Region labeling entries:
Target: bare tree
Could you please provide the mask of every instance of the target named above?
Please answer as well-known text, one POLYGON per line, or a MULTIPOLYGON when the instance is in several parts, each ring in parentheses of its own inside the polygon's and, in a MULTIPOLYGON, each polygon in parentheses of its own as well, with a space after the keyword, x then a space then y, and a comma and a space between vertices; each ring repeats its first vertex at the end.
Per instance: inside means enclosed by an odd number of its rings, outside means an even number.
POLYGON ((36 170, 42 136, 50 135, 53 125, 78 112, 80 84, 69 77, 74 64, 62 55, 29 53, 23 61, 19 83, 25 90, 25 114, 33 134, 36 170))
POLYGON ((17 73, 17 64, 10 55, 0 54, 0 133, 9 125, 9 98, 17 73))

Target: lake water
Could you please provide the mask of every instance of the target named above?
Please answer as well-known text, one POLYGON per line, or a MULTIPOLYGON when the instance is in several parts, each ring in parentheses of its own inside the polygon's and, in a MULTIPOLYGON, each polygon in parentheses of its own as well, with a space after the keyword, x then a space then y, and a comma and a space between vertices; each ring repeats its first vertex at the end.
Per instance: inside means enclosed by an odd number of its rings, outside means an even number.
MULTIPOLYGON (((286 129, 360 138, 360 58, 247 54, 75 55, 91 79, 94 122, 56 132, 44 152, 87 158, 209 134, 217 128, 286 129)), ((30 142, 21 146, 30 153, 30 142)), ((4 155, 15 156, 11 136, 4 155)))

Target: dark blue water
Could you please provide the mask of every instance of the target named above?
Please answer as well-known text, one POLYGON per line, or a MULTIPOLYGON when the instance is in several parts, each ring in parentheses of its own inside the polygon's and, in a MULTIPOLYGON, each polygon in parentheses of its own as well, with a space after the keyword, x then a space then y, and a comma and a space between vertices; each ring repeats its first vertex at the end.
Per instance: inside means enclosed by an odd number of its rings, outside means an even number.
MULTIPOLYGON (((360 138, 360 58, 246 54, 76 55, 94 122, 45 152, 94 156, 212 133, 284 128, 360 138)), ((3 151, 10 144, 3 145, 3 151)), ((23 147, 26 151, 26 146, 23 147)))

Exercise directions ::
Render every line of the material above as a JSON list of strings, one string per line, with blank lines omitted.

Solution to this task ::
[
  "Target: bare tree",
  "Could you please provide the mask of every instance of the target named above?",
  "Please answer as well-known text, one POLYGON per line, or a MULTIPOLYGON when the instance is in several parts, each ring in parentheses of its own inside the polygon's and, in a MULTIPOLYGON, each polygon in parentheses of its own as well, with a space after the keyword, x then a space then y, and a comma and a space between vertices; each ring repeats its first vertex at the end.",
  "Per instance: inside means enclosed by an odd number of its rings, outside means an even number.",
  "POLYGON ((36 170, 42 136, 50 135, 53 125, 78 112, 80 84, 69 77, 74 64, 62 55, 29 53, 23 61, 19 83, 25 90, 25 114, 33 134, 36 170))",
  "POLYGON ((17 73, 17 64, 10 55, 0 54, 0 133, 9 125, 9 98, 17 73))",
  "Target: lake water",
  "Could you please provide the mask of every instance of the target named above?",
  "Please answer as well-known text, one POLYGON per line, or a MULTIPOLYGON when the instance is in several parts, each ring in parentheses of its own inside the polygon's and, in a MULTIPOLYGON, each polygon in parentheses of its own as well, with a space after the keyword, x then a space then y, and a comma and a space between vertices; each ring repeats its first vertex at the end.",
  "Per instance: inside means enclosed by an odd number of its rings, outside means an even number.",
  "MULTIPOLYGON (((286 129, 360 138, 360 58, 247 54, 75 55, 91 79, 94 122, 56 132, 44 152, 87 158, 209 134, 217 128, 286 129)), ((30 142, 21 146, 30 153, 30 142)), ((4 155, 15 156, 11 136, 4 155)))",
  "Target: dark blue water",
  "Could you please provide the mask of every instance of the target named above?",
  "Please answer as well-known text, one POLYGON per line, or a MULTIPOLYGON when the instance is in several parts, each ring in parentheses of its own inside the polygon's and, in a MULTIPOLYGON, each polygon in parentheses of its own as well, with a space after the keyword, x then a space then y, and a comma and a space between vertices; each ring repeats its first vertex at the end.",
  "Per instance: inside means enclosed by an odd number of its rings, outside means an even number.",
  "MULTIPOLYGON (((360 138, 360 58, 246 54, 76 55, 94 122, 45 152, 94 156, 212 133, 284 128, 360 138)), ((3 151, 10 144, 3 145, 3 151)), ((23 147, 26 151, 26 146, 23 147)))"
]